┌─ Excerpted data

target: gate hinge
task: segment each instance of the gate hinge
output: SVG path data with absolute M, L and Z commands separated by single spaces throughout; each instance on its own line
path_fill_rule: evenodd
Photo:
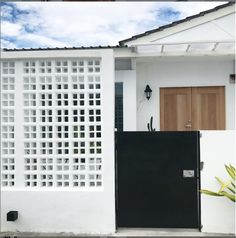
M 200 162 L 200 171 L 202 171 L 202 170 L 203 170 L 203 167 L 204 167 L 204 162 L 203 162 L 203 161 L 201 161 L 201 162 Z

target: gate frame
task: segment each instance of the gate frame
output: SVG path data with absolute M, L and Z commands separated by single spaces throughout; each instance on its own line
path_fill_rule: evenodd
M 118 157 L 117 157 L 117 134 L 118 133 L 124 133 L 124 132 L 134 132 L 134 131 L 115 131 L 114 133 L 114 141 L 115 141 L 115 220 L 116 220 L 116 230 L 119 229 L 118 226 L 118 189 L 119 189 L 119 185 L 118 185 Z M 135 131 L 135 132 L 146 132 L 146 131 Z M 201 164 L 201 153 L 200 153 L 200 140 L 202 137 L 202 134 L 200 131 L 198 132 L 198 150 L 197 150 L 197 189 L 198 189 L 198 193 L 197 193 L 197 214 L 198 214 L 198 230 L 199 232 L 202 232 L 202 219 L 201 219 L 201 170 L 203 169 L 203 162 Z M 156 132 L 150 132 L 150 133 L 158 133 L 158 131 Z M 163 133 L 163 132 L 162 132 Z M 202 167 L 201 167 L 202 166 Z M 129 228 L 129 227 L 128 227 Z M 155 228 L 155 227 L 153 227 Z M 158 228 L 157 228 L 158 229 Z M 171 228 L 166 228 L 166 229 L 171 229 Z M 178 228 L 175 228 L 178 229 Z M 181 229 L 181 228 L 179 228 Z M 188 228 L 186 228 L 188 229 Z M 192 228 L 189 228 L 192 229 Z

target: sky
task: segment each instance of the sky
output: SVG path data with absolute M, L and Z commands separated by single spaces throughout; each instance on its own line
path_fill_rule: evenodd
M 1 2 L 1 47 L 117 45 L 226 2 Z

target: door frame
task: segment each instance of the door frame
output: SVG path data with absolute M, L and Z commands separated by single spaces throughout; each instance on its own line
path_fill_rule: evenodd
M 159 88 L 159 113 L 160 113 L 160 131 L 164 131 L 164 100 L 162 98 L 164 94 L 164 89 L 168 90 L 181 90 L 181 89 L 190 89 L 191 90 L 191 95 L 190 95 L 190 107 L 191 107 L 191 112 L 190 112 L 190 120 L 191 120 L 191 129 L 190 131 L 194 130 L 200 130 L 200 128 L 196 128 L 196 121 L 194 121 L 194 116 L 196 116 L 196 105 L 194 104 L 194 100 L 197 99 L 197 92 L 201 90 L 211 90 L 211 91 L 216 91 L 218 90 L 219 97 L 221 97 L 220 101 L 220 112 L 218 113 L 219 116 L 223 115 L 220 118 L 220 122 L 218 126 L 220 129 L 216 130 L 226 130 L 226 98 L 225 98 L 225 85 L 203 85 L 203 86 L 176 86 L 176 87 L 160 87 Z M 219 99 L 219 98 L 218 98 Z M 186 130 L 188 131 L 188 130 Z

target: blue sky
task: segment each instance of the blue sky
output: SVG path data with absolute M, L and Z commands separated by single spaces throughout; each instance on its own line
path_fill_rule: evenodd
M 117 45 L 225 2 L 1 2 L 3 48 Z

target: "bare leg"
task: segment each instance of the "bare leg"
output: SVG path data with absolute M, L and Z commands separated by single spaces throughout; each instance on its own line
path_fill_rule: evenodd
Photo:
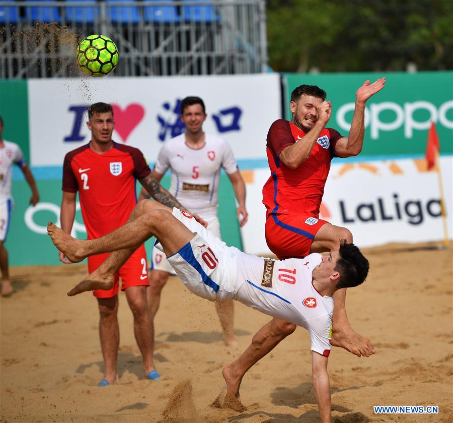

└─

Given instruction
Could you set out all the lines above as a numbered list, skipping the blank ones and leaving the pictures out?

Task response
1. target: gate hinge
2. task: segment each instance of the gate hinge
3. output: SVG path data with absolute M, L and Z commands separated by single spaces throughout; each instance on its own line
4. path_fill_rule: evenodd
5. Photo:
6. M 200 162 L 200 171 L 202 171 L 202 170 L 203 170 L 203 167 L 204 167 L 204 162 L 203 162 L 203 161 L 201 161 L 201 162 Z
7. target: gate frame
8. task: segment each instance of the gate frame
9. output: SVG path data with absolute M, L and Z commands separated by single spaces throughout; each instance on its own line
10. path_fill_rule: evenodd
11. M 118 157 L 117 157 L 117 134 L 118 133 L 124 133 L 124 132 L 134 132 L 134 131 L 115 131 L 114 133 L 114 141 L 115 141 L 115 220 L 116 220 L 116 230 L 119 229 L 118 226 L 118 189 L 119 189 L 119 185 L 118 185 Z M 135 131 L 135 132 L 146 132 L 146 131 Z M 201 164 L 201 153 L 200 153 L 200 140 L 202 137 L 202 134 L 200 131 L 198 132 L 198 150 L 197 150 L 197 189 L 198 189 L 198 193 L 197 193 L 197 214 L 198 214 L 198 230 L 199 232 L 202 232 L 202 219 L 201 219 L 201 170 L 203 169 L 203 162 Z M 156 132 L 150 132 L 150 133 L 158 133 L 158 131 Z M 163 133 L 163 132 L 162 132 Z M 202 167 L 201 167 L 202 166 Z M 129 228 L 129 227 L 128 227 Z M 155 228 L 155 227 L 153 227 Z M 158 228 L 157 228 L 158 229 Z M 171 228 L 166 228 L 166 229 L 171 229 Z M 178 228 L 175 228 L 178 229 Z M 181 229 L 181 228 L 179 228 Z M 188 228 L 186 228 L 188 229 Z M 192 228 L 189 228 L 192 229 Z
12. target: sky
13. task: segment each instance of the sky
14. output: SVG path data with absolute M, L and Z commands separated by single spaces throughout; each instance on its own line
15. path_fill_rule: evenodd
16. M 1 2 L 1 47 L 117 45 L 226 2 Z
17. target: door frame
18. task: segment each instance of the door frame
19. output: SVG path data with absolute M, L and Z commands separated by single spaces throughout; each instance on its own line
20. path_fill_rule: evenodd
21. M 159 88 L 159 113 L 160 113 L 160 131 L 164 131 L 164 100 L 162 98 L 164 94 L 164 89 L 168 90 L 181 90 L 181 89 L 190 89 L 191 90 L 191 95 L 190 95 L 190 107 L 191 107 L 191 112 L 190 112 L 190 120 L 191 120 L 191 129 L 190 131 L 194 130 L 200 130 L 200 128 L 196 128 L 196 121 L 194 121 L 194 116 L 196 116 L 196 105 L 194 104 L 194 100 L 197 99 L 197 92 L 201 90 L 211 90 L 211 91 L 216 91 L 218 90 L 219 97 L 221 97 L 220 101 L 220 112 L 218 113 L 219 116 L 223 115 L 220 118 L 220 122 L 218 126 L 220 129 L 216 130 L 226 130 L 226 98 L 225 98 L 225 85 L 203 85 L 203 86 L 176 86 L 176 87 L 160 87 Z M 219 99 L 219 98 L 218 98 Z M 186 130 L 188 131 L 188 130 Z
22. target: blue sky
23. task: segment each instance of the blue sky
24. output: SVG path data with absolute M, L and Z commands separated by single spaces throughout; each instance on its own line
25. path_fill_rule: evenodd
26. M 117 45 L 225 2 L 1 2 L 3 48 Z
27. target: "bare leg"
28. task: segment each instance of the "bare leg"
29. output: SVG path data with absolute M, L and Z commands separated by single spaces throughout; each instance on its own line
30. path_fill_rule: evenodd
31. Photo:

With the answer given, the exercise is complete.